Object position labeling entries

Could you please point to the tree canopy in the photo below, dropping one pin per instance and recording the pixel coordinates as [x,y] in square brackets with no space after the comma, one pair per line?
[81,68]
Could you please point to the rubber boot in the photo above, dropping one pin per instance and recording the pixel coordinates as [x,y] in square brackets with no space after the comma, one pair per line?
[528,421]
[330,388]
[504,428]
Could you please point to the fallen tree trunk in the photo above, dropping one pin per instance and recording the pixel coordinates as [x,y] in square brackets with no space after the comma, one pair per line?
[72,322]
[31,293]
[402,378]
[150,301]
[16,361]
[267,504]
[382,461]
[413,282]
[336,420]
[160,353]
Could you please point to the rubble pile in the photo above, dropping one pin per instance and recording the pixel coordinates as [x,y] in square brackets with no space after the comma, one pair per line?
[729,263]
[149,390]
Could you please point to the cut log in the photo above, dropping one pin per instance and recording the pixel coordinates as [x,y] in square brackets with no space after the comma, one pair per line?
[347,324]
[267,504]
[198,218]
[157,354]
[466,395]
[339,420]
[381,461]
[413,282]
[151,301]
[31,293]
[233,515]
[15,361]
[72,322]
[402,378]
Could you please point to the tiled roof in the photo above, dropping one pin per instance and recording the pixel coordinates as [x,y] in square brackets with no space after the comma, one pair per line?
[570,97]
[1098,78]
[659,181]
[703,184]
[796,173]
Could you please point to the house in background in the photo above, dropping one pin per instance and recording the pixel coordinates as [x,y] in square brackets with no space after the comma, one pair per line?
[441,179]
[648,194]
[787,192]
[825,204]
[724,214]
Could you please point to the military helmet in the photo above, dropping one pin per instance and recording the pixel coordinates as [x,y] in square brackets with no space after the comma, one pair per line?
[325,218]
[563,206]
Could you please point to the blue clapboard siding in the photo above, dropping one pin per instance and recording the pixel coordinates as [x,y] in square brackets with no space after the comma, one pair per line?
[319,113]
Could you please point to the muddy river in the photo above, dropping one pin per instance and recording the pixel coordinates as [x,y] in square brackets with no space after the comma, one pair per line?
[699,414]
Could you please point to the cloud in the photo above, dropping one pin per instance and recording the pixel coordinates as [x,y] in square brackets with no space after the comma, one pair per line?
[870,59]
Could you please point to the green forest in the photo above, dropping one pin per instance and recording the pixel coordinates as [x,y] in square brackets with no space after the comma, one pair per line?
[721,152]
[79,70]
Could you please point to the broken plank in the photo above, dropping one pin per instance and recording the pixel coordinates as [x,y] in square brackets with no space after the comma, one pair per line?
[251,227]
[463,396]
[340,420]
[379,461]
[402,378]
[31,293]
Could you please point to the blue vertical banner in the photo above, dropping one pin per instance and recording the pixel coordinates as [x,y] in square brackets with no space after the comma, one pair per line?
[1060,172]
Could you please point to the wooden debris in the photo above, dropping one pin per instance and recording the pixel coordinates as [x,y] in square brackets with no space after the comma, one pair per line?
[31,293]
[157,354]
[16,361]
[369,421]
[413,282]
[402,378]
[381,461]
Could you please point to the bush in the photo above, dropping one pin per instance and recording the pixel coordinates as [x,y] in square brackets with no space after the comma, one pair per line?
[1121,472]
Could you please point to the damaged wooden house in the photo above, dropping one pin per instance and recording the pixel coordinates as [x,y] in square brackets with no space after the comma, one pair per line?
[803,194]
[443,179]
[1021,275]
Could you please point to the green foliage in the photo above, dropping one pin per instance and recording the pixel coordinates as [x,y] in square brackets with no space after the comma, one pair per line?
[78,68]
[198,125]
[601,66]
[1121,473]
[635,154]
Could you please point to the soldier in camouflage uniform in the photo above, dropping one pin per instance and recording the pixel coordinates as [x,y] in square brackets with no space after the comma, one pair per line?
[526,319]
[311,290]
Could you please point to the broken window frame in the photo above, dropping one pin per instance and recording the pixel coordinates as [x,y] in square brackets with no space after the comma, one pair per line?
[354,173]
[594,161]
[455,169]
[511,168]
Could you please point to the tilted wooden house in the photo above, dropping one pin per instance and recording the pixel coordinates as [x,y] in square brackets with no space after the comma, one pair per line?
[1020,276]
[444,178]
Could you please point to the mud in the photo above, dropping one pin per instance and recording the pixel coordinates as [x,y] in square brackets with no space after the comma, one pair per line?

WORK TO BE COMPLETED | The listing above must be transcribed exactly, line by line.

RESULT OF THE EXERCISE |
Could you please point to the tree canopy in the photo below, dropping one pin per instance and recording the pixel coordinates as [x,y] in square brackets with no space after the comma, one pair per line?
[81,68]
Could you please point to the rubber boot in the photo above, dropping one pin per instance and recording the pixel coordinates as [x,y] in square brackets with no space after the comma, one pair per line?
[528,421]
[330,388]
[504,428]
Could you please point to the fallen tree trunk in the photo above, dropping one pin per instance and recording the pixel coordinates as [x,y] in square brackets with no space after the comma, one pair per line?
[72,322]
[31,293]
[402,378]
[150,301]
[16,361]
[267,504]
[382,461]
[413,282]
[336,420]
[160,353]
Could you please point to the rubble pile in the photo above, dropping one pin per instance and recording the pixel coordinates as [x,y] in square brackets with no space after the comma, one pair per line?
[729,263]
[149,390]
Could you please point to the cut log in the photo above, dropping one pin per instance and recording the pixel coordinates as [x,y] in square brackets with no space after the comma, one pair per line?
[347,324]
[267,504]
[198,218]
[157,354]
[466,395]
[339,420]
[381,461]
[413,282]
[151,301]
[31,293]
[233,515]
[15,361]
[72,322]
[402,378]
Could you please point to the tiled roof in the photo above, dropping one pin per instance and recording the pixel coordinates as [x,y] in square brackets with no space after the comma, one pair per line?
[570,97]
[1098,78]
[659,181]
[703,184]
[796,173]
Could you please point to the house in background in the photo above, dropping one pin per instance and recording the pixel coordinates as [x,y] in square brackets with no space after the comma, one pair per line?
[441,179]
[648,194]
[787,192]
[825,204]
[724,214]
Could you please point to the military helmet in the photo above, dropping one pin per instance and recording the pixel coordinates as [x,y] in square brackets with no space after the comma, one pair per line?
[325,218]
[563,206]
Could you please point to the blue clapboard siding in the photo above, dropping one pin per instance and recording the pixel coordinates as [x,y] in square brackets with no space after the comma, one pair per line?
[319,113]
Could you please point to the muddy river in the photo above, dropping one pin per instance and recording the pixel coordinates as [x,y] in square brackets with no space after the comma, one pair per line?
[699,414]
Could you please point to the cloud in the photo above, dropping one pin per instance and recording the pixel coordinates as [x,y] in square brackets with no space after the comma, one pair per line?
[870,59]
Could you please point to the green forest in the photo above, dropping one pin per instance and recording the pixel coordinates as [x,y] in square brackets with no space after the comma, one pair per line?
[721,152]
[79,70]
Could you please point to the broken plank in the photo above, dropping one pin per instance and recording the pixel coordinates as [x,y] in square brackets with no space after the comma, one pair per line?
[251,227]
[463,396]
[340,420]
[379,461]
[402,378]
[31,293]
Could you please point to the blue vertical banner in the photo above, dropping one pin per instance and recording the pixel coordinates as [x,y] in square brackets with no space after the comma, one pair per line?
[1060,172]
Could you please point to the wooden debris in the photo above, dropping one pin per instance and recording the pixel coordinates as [x,y] in square brackets with no space after the comma, one pair per line?
[31,293]
[157,354]
[16,361]
[369,421]
[413,282]
[402,378]
[381,461]
Could you please point to the bush in the photo above, dropping one pin per instance and recording the pixel coordinates as [x,y] in square brackets with no space after the comma, one pair per line?
[1121,472]
Could you please point to the damaged wooden house in the photo above, dropping one pin per instance and recording the pixel coordinates as [x,y] in square brackets with no space after the comma, one pair per line?
[803,194]
[443,179]
[1021,275]
Could you please point to the green foliage in the photo above, dropping one pin per instance and recording the pixel coordinates as [x,y] in square brackets with no space after the comma, one pair per line?
[78,68]
[198,125]
[601,66]
[1121,473]
[635,154]
Could you please point to the soldier in camouflage uniform in the photo above, dropping one pin per instance and recording the pixel coordinates as [x,y] in square brackets with no space after the comma, one pair per line?
[526,319]
[311,290]
Could you please point to the broken window frame in the photo above, dropping one pin per instance and recording the pixel coordinates as [x,y] in square brackets with no space after the comma, one pair per line?
[354,173]
[594,161]
[455,169]
[511,168]
Could you please point to the tilted wooden house in the photo above, dropping one pin per instance and recording the pixel coordinates as [x,y] in square brackets with no space after the comma, one pair per line?
[1020,276]
[444,178]
Could you please point to the mud in the photo above, dropping one pin per instance and recording the pixel coordinates as [x,y] in square brackets with no space after the comma, one pair per line?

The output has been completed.